__Goal__.
Please edit everything from the line containing "Where can you see the goalkeeper glove" down to the line containing "column 265, row 113" by replacing "using this sample" with "following this sample", leaving the rest of those records unchanged. Leave the pictures out of your answer.

********************

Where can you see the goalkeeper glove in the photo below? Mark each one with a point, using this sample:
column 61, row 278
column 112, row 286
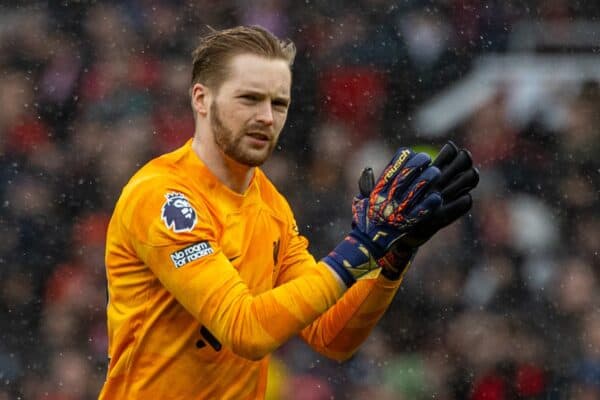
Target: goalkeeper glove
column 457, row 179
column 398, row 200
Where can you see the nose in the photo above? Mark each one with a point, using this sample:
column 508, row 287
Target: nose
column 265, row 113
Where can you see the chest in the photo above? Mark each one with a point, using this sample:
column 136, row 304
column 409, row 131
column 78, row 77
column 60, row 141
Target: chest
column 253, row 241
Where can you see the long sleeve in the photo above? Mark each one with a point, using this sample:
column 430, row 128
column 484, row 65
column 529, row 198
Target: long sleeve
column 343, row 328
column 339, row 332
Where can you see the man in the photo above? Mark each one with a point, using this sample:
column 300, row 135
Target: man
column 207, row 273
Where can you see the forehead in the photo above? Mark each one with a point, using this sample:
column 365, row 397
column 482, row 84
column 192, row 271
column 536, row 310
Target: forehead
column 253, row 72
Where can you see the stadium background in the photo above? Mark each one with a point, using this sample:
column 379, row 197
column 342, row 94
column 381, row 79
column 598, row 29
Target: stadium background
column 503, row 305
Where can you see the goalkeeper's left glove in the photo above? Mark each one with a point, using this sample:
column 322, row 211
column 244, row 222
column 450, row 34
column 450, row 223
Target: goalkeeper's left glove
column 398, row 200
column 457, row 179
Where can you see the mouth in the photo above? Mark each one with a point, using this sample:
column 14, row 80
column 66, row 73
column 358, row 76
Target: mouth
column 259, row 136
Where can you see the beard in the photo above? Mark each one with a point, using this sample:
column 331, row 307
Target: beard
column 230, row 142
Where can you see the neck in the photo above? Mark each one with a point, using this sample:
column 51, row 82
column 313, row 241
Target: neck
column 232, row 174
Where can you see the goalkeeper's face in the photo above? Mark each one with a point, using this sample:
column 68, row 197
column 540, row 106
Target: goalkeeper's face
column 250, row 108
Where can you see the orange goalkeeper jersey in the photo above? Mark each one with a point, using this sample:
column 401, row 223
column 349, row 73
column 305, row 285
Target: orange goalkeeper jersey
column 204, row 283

********************

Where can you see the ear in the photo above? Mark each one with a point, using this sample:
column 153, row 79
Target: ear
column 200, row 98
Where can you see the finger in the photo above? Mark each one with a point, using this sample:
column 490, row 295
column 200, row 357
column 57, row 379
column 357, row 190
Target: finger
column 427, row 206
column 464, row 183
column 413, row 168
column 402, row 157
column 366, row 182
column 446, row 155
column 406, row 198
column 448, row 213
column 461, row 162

********************

__Output of the task__.
Where can you see the goalkeeper glove in the photo below? Mark each one with a point, following this sample:
column 61, row 278
column 112, row 286
Target: goalkeeper glove
column 457, row 179
column 398, row 200
Where can you see the nose in the photo above? Mark each one with a point, following this sample:
column 508, row 287
Target: nose
column 265, row 113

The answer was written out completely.